**Page**.
[Begin]

If the Bible is as unreliable as some here suggest, a mere human book, what would you put in its place? Is your personal perspective somehow more in tune with the infinite? Do you have a clearer vision than did Jesus and those who walked with him? What then becomes of the next 27 statements? What basis might we have for any of them?
Alex, getting back to your point:
"My point is that no one reads the Bible sans the times."
Of course. Would any of us today be likely to find the Ottoman Empire in Revelation? Problem is, in our day, people more often read it in light of today's subjectivism--"It's just one book among many, reflecting only human projections, perhaps having meaning for tribes in the desert but with no binding authority on anyone."
"My point is not to debate this issues here, but to think carefully about how we employ scripture consistently. And to raise the issue of intentionality in awareness of our subjectivity and application."
Good points.
"We face some serious moral issues: poverty, sexual disorder, global warming, national violence (war and torture), the magisteria of the scientific method, immigration."
And the Scripture has a lot to say about many of these things--consider the witness of Deuteronomy and the prophets regarding the stranger, the alien, the widow, the orphan, the poor. But we're not going to be able to go to Scripture in the hopes of finding guidance if, as some folks here want to do, the whole thing is thrown out the window.

[End]

**Task a**. Please report every line in the rows below that contains the string "sofa".

Records from a dataset:
[Begin]

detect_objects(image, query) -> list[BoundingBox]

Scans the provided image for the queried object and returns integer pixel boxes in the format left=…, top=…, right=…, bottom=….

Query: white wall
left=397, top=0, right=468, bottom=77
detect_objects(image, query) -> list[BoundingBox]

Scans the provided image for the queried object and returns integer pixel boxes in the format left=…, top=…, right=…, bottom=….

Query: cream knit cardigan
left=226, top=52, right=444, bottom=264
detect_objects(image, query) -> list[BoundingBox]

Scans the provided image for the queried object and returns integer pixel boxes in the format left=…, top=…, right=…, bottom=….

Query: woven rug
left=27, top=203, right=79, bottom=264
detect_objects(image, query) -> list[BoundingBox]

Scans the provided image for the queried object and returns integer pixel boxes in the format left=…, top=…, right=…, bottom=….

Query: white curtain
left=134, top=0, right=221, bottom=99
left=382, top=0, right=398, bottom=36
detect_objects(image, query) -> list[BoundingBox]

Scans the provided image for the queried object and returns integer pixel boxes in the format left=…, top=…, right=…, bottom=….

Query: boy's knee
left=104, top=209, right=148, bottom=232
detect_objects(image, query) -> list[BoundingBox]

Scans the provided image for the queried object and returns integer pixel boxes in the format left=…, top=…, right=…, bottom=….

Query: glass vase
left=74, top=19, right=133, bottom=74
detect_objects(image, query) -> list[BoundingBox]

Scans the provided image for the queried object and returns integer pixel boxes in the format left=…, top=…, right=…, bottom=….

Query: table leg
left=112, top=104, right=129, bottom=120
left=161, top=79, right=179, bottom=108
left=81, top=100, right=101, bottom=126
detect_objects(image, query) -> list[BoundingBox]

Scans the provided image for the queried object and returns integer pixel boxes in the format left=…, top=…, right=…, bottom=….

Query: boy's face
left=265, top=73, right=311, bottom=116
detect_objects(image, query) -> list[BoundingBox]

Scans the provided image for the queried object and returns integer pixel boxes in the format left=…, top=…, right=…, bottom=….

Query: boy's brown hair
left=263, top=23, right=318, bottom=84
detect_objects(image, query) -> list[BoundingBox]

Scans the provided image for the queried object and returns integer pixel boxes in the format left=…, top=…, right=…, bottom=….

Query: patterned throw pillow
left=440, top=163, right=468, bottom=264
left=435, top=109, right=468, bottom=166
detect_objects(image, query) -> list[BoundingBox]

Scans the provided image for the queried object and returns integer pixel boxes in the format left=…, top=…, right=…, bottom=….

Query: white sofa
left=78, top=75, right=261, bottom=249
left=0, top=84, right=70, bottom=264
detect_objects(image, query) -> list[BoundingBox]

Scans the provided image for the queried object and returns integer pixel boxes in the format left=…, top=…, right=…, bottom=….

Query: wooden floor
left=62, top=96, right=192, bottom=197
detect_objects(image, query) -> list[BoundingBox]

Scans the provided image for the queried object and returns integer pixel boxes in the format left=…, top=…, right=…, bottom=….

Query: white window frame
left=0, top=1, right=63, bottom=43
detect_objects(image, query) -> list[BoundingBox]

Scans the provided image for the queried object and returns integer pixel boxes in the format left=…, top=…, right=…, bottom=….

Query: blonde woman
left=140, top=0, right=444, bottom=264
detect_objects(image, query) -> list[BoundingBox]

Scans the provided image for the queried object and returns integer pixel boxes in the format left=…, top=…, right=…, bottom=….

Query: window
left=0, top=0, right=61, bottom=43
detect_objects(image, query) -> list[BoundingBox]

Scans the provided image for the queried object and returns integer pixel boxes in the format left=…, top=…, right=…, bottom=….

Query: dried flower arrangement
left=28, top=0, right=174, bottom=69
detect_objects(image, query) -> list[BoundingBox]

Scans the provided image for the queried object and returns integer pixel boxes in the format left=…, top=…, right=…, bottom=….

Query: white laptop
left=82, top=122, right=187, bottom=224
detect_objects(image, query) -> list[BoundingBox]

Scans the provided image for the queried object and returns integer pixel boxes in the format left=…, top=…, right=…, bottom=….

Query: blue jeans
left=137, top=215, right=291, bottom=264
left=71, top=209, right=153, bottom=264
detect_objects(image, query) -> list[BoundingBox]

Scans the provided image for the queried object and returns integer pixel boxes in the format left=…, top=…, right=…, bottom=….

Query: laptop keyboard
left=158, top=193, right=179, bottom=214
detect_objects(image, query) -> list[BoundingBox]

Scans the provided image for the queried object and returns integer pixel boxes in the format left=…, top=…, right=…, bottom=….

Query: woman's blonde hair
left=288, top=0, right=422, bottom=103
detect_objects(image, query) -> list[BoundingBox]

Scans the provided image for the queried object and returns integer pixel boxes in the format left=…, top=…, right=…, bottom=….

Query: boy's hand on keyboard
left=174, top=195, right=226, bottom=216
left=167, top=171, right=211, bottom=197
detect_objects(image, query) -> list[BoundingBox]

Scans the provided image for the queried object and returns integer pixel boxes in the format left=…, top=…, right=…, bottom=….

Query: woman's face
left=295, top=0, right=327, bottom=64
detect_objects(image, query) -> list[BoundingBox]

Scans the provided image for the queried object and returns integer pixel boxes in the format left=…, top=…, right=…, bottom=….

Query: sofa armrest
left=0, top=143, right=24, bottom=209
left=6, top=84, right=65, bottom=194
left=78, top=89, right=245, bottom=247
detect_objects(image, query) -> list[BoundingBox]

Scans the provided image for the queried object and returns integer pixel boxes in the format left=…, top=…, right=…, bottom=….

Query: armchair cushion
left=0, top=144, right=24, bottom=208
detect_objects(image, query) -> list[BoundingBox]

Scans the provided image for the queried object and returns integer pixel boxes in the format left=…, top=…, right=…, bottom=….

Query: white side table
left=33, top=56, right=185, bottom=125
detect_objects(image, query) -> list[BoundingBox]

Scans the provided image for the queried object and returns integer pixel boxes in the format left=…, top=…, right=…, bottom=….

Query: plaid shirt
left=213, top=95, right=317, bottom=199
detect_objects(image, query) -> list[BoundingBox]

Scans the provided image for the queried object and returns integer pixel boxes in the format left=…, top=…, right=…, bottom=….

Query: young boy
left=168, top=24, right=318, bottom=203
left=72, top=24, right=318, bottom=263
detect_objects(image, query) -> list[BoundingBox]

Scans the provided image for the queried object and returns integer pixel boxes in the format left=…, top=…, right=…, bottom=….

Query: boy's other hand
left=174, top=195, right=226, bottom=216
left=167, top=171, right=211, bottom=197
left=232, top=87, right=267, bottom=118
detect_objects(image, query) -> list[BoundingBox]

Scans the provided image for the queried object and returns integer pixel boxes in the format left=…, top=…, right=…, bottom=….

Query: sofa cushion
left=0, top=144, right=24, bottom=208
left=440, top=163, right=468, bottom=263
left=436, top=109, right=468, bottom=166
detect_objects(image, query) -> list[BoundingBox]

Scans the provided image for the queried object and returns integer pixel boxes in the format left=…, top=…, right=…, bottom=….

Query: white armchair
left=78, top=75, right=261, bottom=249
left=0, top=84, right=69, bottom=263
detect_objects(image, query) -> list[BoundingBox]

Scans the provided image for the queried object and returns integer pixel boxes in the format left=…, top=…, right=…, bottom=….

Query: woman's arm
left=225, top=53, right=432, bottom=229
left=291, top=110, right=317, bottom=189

[End]
[Begin]

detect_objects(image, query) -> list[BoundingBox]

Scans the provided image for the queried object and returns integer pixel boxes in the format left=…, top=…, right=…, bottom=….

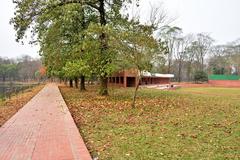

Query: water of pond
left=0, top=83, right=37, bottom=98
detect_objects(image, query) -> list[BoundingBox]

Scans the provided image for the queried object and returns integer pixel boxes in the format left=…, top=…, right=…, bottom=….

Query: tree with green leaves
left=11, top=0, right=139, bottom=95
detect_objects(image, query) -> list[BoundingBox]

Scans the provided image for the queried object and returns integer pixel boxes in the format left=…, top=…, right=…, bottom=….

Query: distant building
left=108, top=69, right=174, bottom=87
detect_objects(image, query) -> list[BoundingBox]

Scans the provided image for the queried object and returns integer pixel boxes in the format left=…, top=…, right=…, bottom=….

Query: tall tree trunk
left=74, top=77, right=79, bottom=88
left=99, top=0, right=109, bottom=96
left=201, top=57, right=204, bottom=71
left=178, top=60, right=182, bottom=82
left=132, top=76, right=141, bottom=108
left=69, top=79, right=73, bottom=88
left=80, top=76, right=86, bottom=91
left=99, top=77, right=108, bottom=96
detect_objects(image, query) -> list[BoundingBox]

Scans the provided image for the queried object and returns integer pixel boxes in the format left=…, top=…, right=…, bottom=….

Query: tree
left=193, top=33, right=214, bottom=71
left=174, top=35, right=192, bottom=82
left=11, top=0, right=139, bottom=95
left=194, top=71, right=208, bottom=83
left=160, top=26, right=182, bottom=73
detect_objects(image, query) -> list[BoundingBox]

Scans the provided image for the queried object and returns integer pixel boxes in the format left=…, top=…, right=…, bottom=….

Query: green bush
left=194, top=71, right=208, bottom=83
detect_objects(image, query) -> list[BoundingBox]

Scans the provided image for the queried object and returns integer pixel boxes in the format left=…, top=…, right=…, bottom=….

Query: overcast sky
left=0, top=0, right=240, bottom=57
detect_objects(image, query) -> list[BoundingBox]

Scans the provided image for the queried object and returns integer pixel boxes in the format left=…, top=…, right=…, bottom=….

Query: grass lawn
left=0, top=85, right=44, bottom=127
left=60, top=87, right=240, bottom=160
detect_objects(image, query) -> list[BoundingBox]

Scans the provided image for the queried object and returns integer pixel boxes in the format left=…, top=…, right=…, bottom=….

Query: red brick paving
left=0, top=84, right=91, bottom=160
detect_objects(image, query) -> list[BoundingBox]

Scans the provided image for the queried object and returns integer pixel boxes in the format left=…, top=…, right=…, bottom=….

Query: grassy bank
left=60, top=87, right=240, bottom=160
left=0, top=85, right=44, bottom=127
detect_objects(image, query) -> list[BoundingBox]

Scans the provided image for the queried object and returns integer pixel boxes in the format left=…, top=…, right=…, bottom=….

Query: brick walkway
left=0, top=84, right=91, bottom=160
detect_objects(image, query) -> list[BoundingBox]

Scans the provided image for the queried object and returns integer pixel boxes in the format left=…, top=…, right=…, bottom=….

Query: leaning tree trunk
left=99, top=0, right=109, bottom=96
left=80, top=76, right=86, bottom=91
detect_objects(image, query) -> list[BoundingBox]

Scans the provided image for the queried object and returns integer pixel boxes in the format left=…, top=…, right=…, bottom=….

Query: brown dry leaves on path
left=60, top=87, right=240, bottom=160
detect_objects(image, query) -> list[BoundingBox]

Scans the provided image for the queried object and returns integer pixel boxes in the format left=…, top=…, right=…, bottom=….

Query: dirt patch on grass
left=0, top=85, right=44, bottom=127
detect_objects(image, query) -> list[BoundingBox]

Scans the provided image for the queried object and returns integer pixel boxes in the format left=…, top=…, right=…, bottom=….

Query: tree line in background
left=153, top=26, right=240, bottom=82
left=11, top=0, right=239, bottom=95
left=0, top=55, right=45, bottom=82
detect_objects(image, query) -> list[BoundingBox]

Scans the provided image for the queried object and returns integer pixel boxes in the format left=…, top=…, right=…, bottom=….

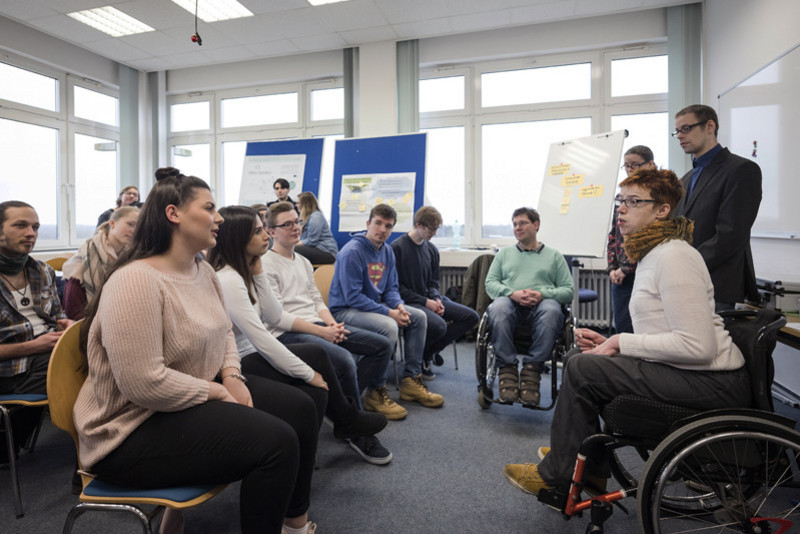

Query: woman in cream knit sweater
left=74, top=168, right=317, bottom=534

[End]
[Begin]

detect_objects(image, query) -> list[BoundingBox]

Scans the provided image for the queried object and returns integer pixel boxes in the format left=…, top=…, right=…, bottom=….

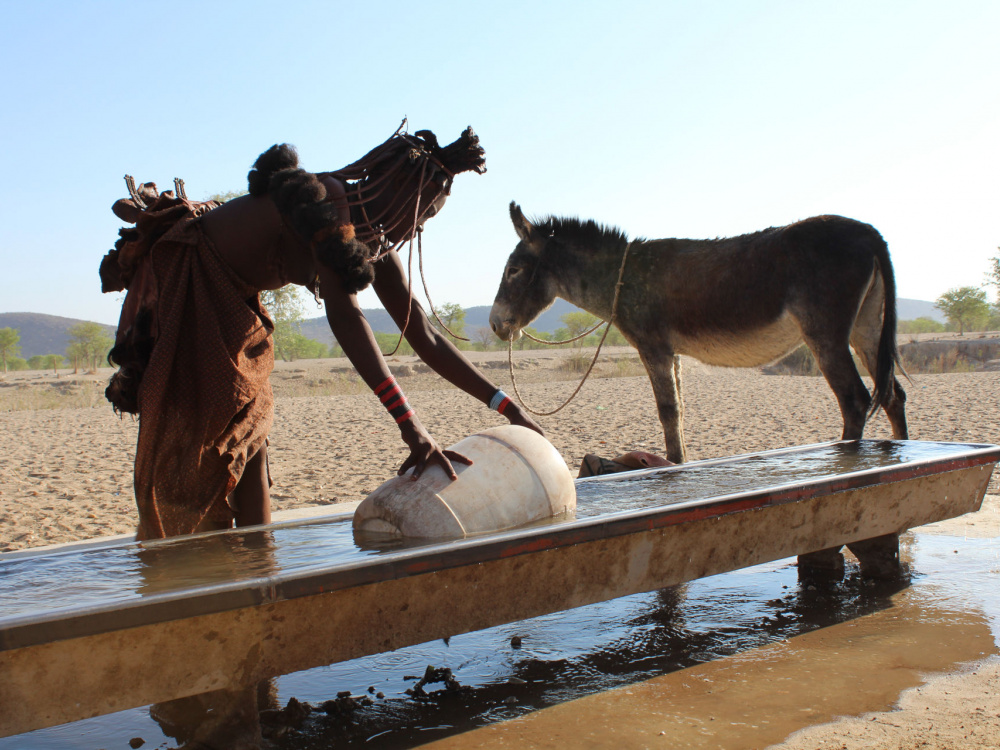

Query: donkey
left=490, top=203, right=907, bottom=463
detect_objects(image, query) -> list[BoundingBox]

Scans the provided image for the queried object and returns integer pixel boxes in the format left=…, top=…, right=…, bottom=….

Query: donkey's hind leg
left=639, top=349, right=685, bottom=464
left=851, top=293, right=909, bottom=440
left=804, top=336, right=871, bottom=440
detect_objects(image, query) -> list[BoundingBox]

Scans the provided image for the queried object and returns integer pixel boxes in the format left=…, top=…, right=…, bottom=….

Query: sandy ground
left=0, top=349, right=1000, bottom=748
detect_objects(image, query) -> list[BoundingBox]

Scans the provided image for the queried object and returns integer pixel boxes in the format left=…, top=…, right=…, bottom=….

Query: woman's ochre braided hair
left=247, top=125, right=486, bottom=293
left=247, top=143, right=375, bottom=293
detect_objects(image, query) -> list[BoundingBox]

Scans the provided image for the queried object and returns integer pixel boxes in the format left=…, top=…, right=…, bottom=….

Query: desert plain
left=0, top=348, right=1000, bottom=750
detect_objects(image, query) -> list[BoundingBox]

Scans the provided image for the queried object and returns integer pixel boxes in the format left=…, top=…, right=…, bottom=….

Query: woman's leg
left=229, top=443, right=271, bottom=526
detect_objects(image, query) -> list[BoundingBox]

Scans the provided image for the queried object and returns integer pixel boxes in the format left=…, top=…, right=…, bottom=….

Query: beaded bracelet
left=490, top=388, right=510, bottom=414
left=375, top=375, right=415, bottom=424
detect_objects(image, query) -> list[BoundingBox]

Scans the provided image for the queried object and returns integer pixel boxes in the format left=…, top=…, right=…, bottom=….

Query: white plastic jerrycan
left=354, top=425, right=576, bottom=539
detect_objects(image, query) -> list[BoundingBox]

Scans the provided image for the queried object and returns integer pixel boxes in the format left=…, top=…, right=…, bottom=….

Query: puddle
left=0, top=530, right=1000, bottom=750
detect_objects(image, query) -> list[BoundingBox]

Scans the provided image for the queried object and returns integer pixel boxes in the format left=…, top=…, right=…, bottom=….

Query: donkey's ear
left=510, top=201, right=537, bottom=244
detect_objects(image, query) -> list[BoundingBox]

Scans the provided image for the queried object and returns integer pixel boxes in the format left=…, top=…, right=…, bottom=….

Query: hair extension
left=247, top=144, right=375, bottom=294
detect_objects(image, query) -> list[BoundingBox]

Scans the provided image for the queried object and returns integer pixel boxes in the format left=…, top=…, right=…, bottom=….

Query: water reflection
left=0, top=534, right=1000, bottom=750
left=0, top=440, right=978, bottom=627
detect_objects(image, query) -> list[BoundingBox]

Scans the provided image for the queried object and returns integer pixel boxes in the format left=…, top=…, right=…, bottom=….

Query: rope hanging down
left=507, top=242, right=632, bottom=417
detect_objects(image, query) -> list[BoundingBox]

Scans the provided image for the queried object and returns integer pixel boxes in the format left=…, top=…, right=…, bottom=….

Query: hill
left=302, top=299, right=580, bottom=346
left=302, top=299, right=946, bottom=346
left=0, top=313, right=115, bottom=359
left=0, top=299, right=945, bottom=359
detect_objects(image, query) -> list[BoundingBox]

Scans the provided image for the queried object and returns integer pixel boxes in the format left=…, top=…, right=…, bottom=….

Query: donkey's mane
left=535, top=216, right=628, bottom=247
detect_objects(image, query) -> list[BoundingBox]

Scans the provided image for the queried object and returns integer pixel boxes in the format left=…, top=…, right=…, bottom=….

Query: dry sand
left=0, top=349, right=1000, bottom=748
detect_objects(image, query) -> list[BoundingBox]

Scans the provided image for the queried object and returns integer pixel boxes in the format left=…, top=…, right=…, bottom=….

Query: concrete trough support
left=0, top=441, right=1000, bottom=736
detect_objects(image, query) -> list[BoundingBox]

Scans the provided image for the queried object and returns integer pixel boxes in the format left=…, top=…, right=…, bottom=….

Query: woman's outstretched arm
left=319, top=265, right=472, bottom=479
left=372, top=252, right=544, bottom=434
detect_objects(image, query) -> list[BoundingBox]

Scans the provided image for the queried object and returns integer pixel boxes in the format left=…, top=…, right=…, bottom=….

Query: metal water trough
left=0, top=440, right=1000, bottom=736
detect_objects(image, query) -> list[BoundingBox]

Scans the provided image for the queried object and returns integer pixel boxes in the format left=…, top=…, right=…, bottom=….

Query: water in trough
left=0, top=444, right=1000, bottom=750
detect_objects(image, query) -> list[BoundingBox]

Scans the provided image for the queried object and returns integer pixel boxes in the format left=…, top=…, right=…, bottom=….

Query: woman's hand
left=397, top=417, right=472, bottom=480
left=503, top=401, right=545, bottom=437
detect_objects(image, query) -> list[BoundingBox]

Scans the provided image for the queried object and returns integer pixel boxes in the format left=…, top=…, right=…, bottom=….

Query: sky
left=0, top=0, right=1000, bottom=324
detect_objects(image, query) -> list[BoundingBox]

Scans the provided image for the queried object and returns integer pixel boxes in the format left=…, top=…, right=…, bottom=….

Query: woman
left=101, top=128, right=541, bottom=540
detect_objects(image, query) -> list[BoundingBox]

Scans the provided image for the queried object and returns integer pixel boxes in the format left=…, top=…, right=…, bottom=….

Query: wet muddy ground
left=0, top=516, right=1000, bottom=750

[End]

**Task b**. In the comment above, whose witness is cited regarding the stranger, the alien, the widow, the orphan, and the poor?

**Output a**.
Query: white sofa
Query: sofa armrest
Query: sofa cushion

**Output b**. Deuteronomy and the prophets.